Could you copy the material below verbatim, from its first line through the line containing "[107,85,140,104]", with both ends included and the pictures left out?
========
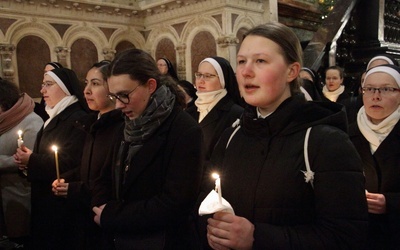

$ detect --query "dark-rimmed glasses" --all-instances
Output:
[107,84,140,105]
[194,72,217,80]
[361,87,400,96]
[42,81,56,89]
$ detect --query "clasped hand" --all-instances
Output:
[13,145,32,170]
[207,212,254,250]
[51,179,68,197]
[365,191,386,214]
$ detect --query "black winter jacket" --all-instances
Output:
[349,122,400,250]
[200,96,367,250]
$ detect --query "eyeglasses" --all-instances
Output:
[194,72,218,81]
[42,81,56,89]
[361,87,400,96]
[107,85,140,104]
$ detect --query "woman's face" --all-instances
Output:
[195,62,222,92]
[300,70,314,82]
[83,68,115,114]
[157,59,168,75]
[108,74,157,120]
[40,75,67,108]
[325,69,343,91]
[236,35,300,115]
[363,72,400,124]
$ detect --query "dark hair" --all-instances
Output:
[107,49,186,107]
[0,79,21,111]
[45,62,64,69]
[325,65,344,79]
[90,60,111,81]
[243,22,303,95]
[157,57,179,81]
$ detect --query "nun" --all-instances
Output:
[14,68,88,249]
[186,56,244,159]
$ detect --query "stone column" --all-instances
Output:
[103,48,117,61]
[0,44,15,82]
[217,35,239,71]
[54,46,71,67]
[175,43,186,80]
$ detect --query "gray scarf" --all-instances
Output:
[124,85,175,165]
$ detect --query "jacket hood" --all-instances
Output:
[241,95,347,136]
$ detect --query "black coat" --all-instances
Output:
[200,97,367,250]
[93,107,204,249]
[67,110,125,250]
[349,122,400,250]
[27,103,86,249]
[186,95,243,159]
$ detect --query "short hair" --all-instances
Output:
[90,60,111,81]
[107,49,186,107]
[244,22,303,95]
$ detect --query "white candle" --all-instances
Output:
[212,173,222,205]
[51,145,60,182]
[17,130,24,148]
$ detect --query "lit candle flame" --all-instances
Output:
[211,173,222,205]
[17,130,22,139]
[51,145,60,182]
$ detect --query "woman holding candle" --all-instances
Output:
[52,61,124,249]
[0,80,43,247]
[349,65,400,250]
[200,23,368,249]
[93,49,204,249]
[14,68,87,249]
[186,56,243,159]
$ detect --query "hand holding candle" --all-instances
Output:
[199,173,235,215]
[212,173,222,204]
[51,145,60,182]
[17,130,24,148]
========
**ANSWER FOR THE TASK**
$ detect --query "dark-rimmed glasses" --all-instances
Output:
[107,84,140,105]
[194,72,217,80]
[361,87,400,96]
[42,81,56,89]
$ detect --query "clasped hand" --all-instances
Output:
[13,145,32,170]
[207,212,254,250]
[51,179,68,197]
[365,191,386,214]
$ detect --query "black winter jacket" --all-instances
Output:
[349,122,400,250]
[200,96,367,250]
$ detect --query "eyeglasses" --all-instances
Output:
[194,72,218,81]
[42,81,56,89]
[361,87,400,96]
[107,85,140,104]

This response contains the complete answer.